### THE EXERCISE
Which lines of the material below contain the string "return"? Pick out each of them and copy it.

==== LISTED RECORDS ====

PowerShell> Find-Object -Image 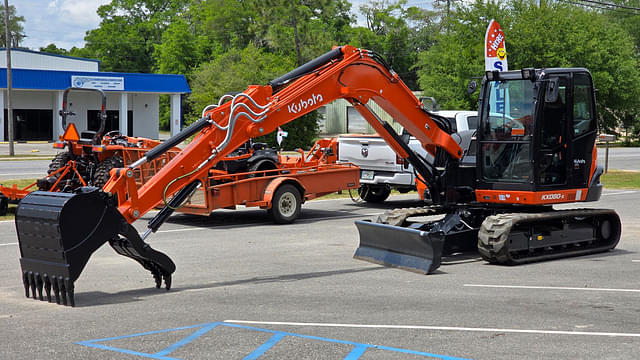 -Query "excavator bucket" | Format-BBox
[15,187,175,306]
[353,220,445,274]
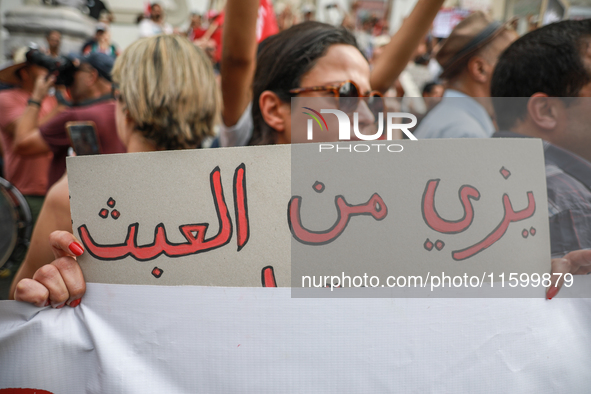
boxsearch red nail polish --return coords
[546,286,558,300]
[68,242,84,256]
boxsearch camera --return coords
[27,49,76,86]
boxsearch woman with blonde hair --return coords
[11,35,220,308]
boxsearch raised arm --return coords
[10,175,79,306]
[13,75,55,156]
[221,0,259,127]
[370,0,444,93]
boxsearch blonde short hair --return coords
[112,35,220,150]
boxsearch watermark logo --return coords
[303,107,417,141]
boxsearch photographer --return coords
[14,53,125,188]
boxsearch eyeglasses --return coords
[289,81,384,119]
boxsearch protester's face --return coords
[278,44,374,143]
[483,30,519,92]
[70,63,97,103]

====
==== LISTED RECORDS ====

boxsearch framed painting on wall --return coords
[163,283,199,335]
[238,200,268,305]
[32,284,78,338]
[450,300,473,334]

====
==== LISTED RECORDS ====

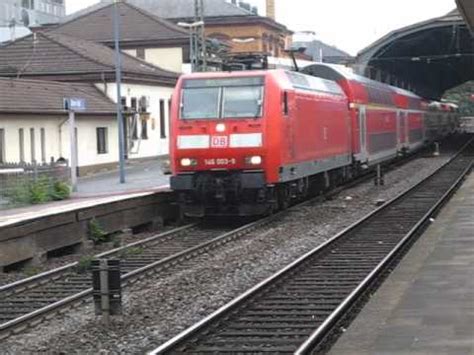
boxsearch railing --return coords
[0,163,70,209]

====

### EXERCISE OUTPUT
boxsearch red nail polish --return coords
boxsearch camera --return coords
boxsearch woman with blonde hair --return coords
boxsearch raised arm --return coords
boxsearch blonde short hair --return coords
boxsearch watermark logo --return coords
boxsearch photographer --return coords
boxsearch eyeglasses --return coords
boxsearch protester's face --return coords
boxsearch framed painting on wall --return coords
boxsearch railing --return coords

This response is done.